§ Problem to work on: Gather every row below that contains the word "eyeglasses", and copy each of those rows in full.

Some rows
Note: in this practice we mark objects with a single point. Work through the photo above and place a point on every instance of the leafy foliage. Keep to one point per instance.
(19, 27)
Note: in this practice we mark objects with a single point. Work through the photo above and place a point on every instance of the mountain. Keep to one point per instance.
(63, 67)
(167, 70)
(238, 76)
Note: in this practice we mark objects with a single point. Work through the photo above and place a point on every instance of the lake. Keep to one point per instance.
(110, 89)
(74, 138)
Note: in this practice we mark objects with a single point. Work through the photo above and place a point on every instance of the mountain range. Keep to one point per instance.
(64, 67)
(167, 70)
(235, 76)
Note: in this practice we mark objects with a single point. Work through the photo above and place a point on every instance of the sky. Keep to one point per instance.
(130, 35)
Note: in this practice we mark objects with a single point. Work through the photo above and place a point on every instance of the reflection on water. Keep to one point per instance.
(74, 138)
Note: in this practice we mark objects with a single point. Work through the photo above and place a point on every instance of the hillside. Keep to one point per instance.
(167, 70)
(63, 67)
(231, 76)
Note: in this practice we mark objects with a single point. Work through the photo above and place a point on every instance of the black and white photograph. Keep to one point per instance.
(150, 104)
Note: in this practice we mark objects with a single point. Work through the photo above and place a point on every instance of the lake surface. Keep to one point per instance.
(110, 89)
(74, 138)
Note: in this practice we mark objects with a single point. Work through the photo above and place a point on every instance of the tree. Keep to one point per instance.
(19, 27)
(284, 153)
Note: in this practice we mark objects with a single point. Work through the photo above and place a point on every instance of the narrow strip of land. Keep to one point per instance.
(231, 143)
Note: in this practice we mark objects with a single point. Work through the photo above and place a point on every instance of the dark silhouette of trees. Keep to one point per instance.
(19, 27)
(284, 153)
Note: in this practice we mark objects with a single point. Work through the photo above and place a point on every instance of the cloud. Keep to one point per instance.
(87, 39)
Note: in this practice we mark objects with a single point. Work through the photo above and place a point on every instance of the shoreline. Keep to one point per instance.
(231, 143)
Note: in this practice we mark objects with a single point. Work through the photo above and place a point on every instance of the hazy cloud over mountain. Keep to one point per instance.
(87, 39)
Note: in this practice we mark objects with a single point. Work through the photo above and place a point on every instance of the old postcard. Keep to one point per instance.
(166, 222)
...
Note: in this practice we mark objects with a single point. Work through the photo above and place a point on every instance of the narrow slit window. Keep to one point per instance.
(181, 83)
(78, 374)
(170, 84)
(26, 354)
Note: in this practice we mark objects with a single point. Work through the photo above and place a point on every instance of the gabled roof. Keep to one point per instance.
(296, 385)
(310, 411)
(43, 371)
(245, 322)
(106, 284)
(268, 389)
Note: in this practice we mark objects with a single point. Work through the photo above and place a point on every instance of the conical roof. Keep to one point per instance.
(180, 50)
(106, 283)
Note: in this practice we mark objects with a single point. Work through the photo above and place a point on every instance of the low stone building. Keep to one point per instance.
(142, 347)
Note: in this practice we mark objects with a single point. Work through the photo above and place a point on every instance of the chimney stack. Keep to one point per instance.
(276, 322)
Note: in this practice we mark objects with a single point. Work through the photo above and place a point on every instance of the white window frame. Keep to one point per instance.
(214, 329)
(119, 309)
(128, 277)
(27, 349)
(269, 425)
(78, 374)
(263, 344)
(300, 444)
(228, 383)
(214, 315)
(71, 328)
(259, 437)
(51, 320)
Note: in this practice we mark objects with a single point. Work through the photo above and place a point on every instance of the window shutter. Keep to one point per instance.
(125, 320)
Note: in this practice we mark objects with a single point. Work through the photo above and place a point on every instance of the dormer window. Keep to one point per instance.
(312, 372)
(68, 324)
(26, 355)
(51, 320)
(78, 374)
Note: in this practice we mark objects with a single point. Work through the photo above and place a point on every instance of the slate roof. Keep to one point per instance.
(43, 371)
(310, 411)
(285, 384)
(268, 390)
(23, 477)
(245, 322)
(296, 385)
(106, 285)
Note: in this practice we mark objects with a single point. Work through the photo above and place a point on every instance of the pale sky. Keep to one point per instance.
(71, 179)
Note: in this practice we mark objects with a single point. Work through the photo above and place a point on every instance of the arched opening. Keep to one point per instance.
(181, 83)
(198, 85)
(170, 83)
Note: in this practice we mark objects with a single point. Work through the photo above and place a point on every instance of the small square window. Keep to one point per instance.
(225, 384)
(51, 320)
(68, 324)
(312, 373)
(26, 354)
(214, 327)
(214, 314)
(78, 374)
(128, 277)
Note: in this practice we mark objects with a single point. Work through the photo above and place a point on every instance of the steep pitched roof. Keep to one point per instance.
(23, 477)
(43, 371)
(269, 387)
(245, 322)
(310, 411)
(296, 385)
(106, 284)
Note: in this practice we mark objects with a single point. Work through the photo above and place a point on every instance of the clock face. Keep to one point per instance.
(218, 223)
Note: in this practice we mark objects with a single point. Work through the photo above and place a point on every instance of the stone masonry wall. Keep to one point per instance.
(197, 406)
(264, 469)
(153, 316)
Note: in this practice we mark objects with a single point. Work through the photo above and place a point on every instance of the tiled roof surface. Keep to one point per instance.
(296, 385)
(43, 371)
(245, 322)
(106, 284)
* * *
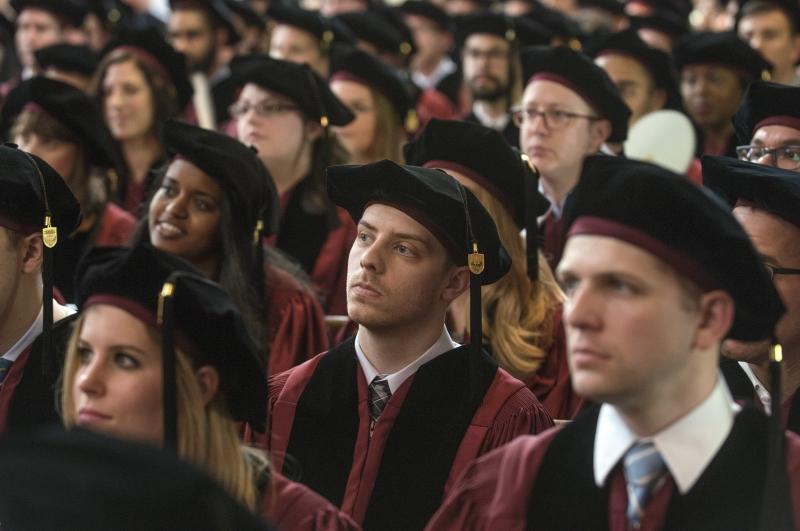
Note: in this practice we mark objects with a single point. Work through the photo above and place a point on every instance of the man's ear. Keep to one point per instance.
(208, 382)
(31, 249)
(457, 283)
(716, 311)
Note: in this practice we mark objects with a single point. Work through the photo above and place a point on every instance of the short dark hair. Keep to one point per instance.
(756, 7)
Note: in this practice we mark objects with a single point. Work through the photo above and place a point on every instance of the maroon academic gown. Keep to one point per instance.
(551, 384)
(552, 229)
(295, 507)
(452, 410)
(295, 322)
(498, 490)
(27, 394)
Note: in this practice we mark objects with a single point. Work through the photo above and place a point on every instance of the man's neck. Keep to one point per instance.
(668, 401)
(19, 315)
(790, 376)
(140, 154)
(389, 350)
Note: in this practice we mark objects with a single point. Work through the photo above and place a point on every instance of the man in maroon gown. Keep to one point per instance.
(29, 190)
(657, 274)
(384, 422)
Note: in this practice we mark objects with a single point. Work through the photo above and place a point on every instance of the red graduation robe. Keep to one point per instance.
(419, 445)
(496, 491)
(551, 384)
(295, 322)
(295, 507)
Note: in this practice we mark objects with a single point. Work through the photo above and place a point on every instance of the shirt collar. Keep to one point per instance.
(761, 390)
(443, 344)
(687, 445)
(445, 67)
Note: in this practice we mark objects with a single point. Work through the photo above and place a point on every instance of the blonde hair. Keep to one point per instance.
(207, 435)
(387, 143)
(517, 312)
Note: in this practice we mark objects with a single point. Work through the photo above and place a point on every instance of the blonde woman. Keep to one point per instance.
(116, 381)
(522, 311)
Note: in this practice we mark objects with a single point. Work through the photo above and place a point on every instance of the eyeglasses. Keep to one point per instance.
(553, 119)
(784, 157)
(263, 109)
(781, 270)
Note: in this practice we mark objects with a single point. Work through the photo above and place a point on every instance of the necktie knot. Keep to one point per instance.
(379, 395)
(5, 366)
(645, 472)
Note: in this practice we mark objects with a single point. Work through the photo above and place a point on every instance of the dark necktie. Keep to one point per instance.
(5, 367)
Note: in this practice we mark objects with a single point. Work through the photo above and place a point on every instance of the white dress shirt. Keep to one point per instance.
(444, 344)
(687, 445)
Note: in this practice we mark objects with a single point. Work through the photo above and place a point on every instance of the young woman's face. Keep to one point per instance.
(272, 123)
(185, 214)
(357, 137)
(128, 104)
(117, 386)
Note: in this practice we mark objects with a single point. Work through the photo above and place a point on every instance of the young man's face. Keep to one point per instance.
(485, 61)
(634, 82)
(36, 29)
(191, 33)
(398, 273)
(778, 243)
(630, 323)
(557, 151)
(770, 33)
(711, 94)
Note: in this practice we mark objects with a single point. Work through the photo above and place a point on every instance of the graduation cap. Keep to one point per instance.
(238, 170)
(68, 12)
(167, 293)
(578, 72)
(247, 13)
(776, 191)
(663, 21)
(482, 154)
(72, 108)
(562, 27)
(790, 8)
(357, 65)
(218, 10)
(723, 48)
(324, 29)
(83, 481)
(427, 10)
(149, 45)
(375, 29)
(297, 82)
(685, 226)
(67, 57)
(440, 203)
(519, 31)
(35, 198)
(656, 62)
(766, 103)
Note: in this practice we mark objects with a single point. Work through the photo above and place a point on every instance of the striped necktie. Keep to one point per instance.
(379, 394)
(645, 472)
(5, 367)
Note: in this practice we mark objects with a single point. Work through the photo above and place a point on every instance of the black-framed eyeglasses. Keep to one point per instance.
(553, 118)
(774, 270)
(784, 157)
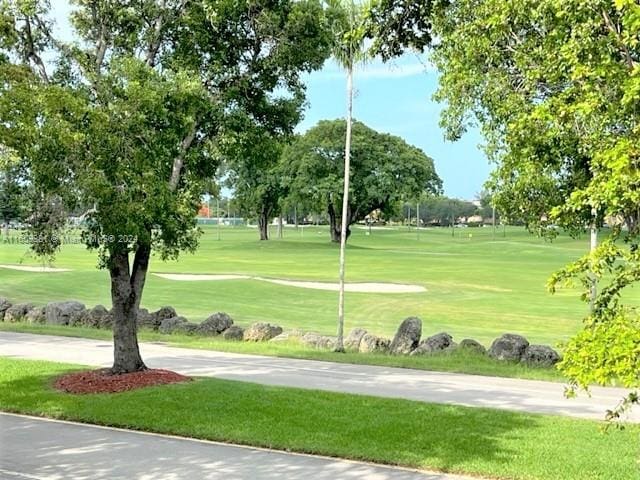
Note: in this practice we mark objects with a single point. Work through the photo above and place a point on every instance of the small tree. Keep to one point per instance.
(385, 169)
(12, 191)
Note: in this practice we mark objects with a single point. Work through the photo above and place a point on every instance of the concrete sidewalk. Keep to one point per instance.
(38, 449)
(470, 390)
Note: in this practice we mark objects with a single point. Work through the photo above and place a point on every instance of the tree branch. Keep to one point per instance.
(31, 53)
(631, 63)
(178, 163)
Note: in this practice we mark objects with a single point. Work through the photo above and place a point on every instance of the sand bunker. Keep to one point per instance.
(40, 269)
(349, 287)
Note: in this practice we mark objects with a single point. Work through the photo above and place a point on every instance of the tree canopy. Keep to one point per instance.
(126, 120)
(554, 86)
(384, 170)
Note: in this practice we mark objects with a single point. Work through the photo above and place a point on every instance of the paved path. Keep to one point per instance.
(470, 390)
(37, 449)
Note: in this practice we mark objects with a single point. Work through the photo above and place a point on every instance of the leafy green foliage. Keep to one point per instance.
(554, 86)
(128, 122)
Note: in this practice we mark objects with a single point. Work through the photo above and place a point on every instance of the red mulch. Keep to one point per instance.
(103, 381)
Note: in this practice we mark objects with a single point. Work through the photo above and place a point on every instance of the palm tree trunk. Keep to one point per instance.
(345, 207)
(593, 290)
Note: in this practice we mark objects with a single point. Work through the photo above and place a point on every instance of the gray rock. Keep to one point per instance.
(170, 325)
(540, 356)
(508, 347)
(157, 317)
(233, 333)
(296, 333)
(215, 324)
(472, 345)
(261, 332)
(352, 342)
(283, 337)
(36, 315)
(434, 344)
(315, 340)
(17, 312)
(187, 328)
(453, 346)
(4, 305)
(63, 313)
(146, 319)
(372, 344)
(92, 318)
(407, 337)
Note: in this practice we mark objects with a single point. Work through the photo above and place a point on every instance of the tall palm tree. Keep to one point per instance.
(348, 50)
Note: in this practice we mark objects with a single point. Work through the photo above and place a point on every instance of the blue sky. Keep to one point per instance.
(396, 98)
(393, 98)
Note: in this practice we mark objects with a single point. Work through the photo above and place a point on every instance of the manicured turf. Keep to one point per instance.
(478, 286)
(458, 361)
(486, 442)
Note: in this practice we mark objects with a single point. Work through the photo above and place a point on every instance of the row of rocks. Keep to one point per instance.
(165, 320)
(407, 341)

§ Task answer:
Note: in this practice we mark objects with a single point. Work through the photo above and place a point on every instance of the eyeglasses. Keep to one point per instance.
Note: in this practice we mark objects with a single point. Work through the photo above and place a point on every instance of the black-framed eyeglasses. Keep to one point per instance.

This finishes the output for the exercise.